**Task to carry out**. Copy every line of the entries below word for word, leaving out the pictures.

**Exercise materials**.
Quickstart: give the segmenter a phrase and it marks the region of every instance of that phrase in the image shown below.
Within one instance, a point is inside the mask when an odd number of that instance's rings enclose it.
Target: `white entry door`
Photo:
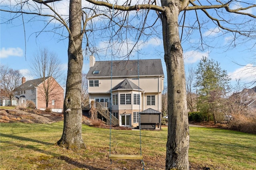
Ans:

**Exercise response**.
Quickstart: give the segmenter a phrase and it marks the region of every instance of that phrase in the image shown below.
Within one instance, a point is inside the mask when an odd number of that instance's rings enclose it.
Target: `white entry door`
Photo:
Ans:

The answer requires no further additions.